17 de septiembre de 2021

Emigrar en los años 60 | Historia de mi infancia



Yo también fui inmigrante. Crónica de unos recuerdos a mis siete años

Os cuento. Tenía tan solo 7 años cuando una mañana muy temprano
subíamos a un autocar junto a mis hermanos y mis padres. Creo que venía
algún mozo más del pueblo, para iniciar una nueva vida en Barcelona.
Si hubiese sido consciente del cambio que significaba en esos momentos y
me hubiesen preguntado, me hubiese negado.

Mi vida en mi pueblo era plácida y feliz. Mi padre era carpintero, como mi
abuelo y mi bisabuelo. Teníamos una casa amplia y nos pasábamos el día en
la calle o en el corral. Yo ya iba al colegio claro, pero no tengo muchos
recuerdos. Tan solo una visión, unas gotas sangre roja que derretía la nieve
del camino a casa después de haberme pillado el dedo con una puerta del
cole. Me acompañaron mi hermano Enrique y su amigo Pablín. Ninguno de
los dos vive ya.
______
TAREA A.
Responde según el relato sobre la emigración:
(i) ¿Cuántos años tenía quien narra cuando subió al autocar?
(ii) ¿Qué oficio tenía su padre?
(iii) ¿Quiénes le acompañaron después de pillarse el dedo con una puerta del colegio?
TAREA B. Transcribe del relato sobre la emigración el tramo que empieza con "Os cuento. Tenía" y sigue hasta "vida en Barcelona.".

DATOS PROPORCIONADOS.
______
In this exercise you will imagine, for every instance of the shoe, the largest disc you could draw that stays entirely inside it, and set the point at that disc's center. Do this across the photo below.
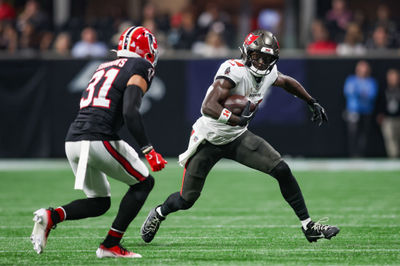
______
RESPUESTA A.
(i) 7 años.
(ii) Carpintero.
(iii) Su hermano Enrique y Pablín, el amigo de este.

RESPUESTA B.
Os cuento. Tenía tan solo 7 años cuando una mañana muy temprano
subíamos a un autocar junto a mis hermanos y mis padres. Creo que venía
algún mozo más del pueblo, para iniciar una nueva vida en Barcelona.